■ TEXT SECTION ■
示例14: computeDistances
template <typename PointInT, typename PointOutT> void
pcl::BilateralUpsampling<PointInT, PointOutT>::performProcessing (PointCloudOut &output)
{
output.resize (input_->size ());
float nan = std::numeric_limits<float>::quiet_NaN ();
Eigen::MatrixXf val_exp_depth_matrix;
Eigen::VectorXf val_exp_rgb_vector;
computeDistances (val_exp_depth_matrix, val_exp_rgb_vector);
for (int x = 0; x < static_cast<int> (input_->width); ++x)
for (int y = 0; y < static_cast<int> (input_->height); ++y)
{
int start_window_x = std::max (x - window_size_, 0),
start_window_y = std::max (y - window_size_, 0),
end_window_x = std::min (x + window_size_, static_cast<int> (input_->width)),
end_window_y = std::min (y + window_size_, static_cast<int> (input_->height));
float sum = 0.0f,
norm_sum = 0.0f;
for (int x_w = start_window_x; x_w < end_window_x; ++ x_w)
for (int y_w = start_window_y; y_w < end_window_y; ++ y_w)
{
float dx = float (x - x_w),
dy = float (y - y_w);
float val_exp_depth = val_exp_depth_matrix(dx+window_size_, dy+window_size_);
float d_color = static_cast<float> (
abs (input_->points[y_w * input_->width + x_w].r - input_->points[y * input_->width + x].r) +
abs (input_->points[y_w * input_->width + x_w].g - input_->points[y * input_->width + x].g) +
abs (input_->points[y_w * input_->width + x_w].b - input_->points[y * input_->width + x].b));
float val_exp_rgb = val_exp_rgb_vector(Eigen::VectorXf::Index(d_color));
if (pcl_isfinite (input_->points[y_w*input_->width + x_w].z))

■ DATA SHOWN ■

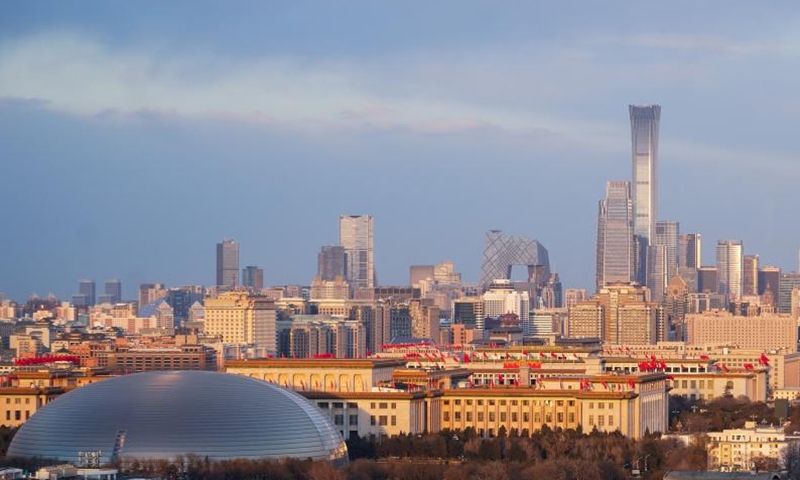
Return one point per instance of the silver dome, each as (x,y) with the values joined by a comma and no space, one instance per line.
(158,415)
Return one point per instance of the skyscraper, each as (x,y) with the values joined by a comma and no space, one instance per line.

■ REQUIRED ACTIONS ■
(1) Repeat the part of the upsampling code that opens with the words containing "for (int y = 0;" and closes with "end_window_y; ++ y_w)", keeping every character the same.
(2) Answer these about the upsampling code:
(a) What type is val_exp_depth_matrix declared as?
(b) What value do sum and norm_sum start at?
(c) Which three color channels go into d_color?
(3) Write the next part of the upsampling code, picking up after its last line.
The listing is material of its own, apart from the upsampling code.

■ ANSWERS PER TASK ■
(1)
for (int y = 0; y < static_cast<int> (input_->height); ++y)
{
int start_window_x = std::max (x - window_size_, 0),
start_window_y = std::max (y - window_size_, 0),
end_window_x = std::min (x + window_size_, static_cast<int> (input_->width)),
end_window_y = std::min (y + window_size_, static_cast<int> (input_->height));
float sum = 0.0f,
norm_sum = 0.0f;
for (int x_w = start_window_x; x_w < end_window_x; ++ x_w)
for (int y_w = start_window_y; y_w < end_window_y; ++ y_w)

(2)
(a) Eigen::MatrixXf
(b) 0.0f
(c) r, g and b

(3)
{
sum += val_exp_depth * val_exp_rgb * input_->points[y_w*input_->width + x_w].z;
norm_sum += val_exp_depth * val_exp_rgb;
}
}
output.points[y*input_->width + x].r = input_->points[y*input_->width + x].r;
output.points[y*input_->width + x].g = input_->points[y*input_->width + x].g;
output.points[y*input_->width + x].b = input_->points[y*input_->width + x].b;
if (norm_sum != 0.0f)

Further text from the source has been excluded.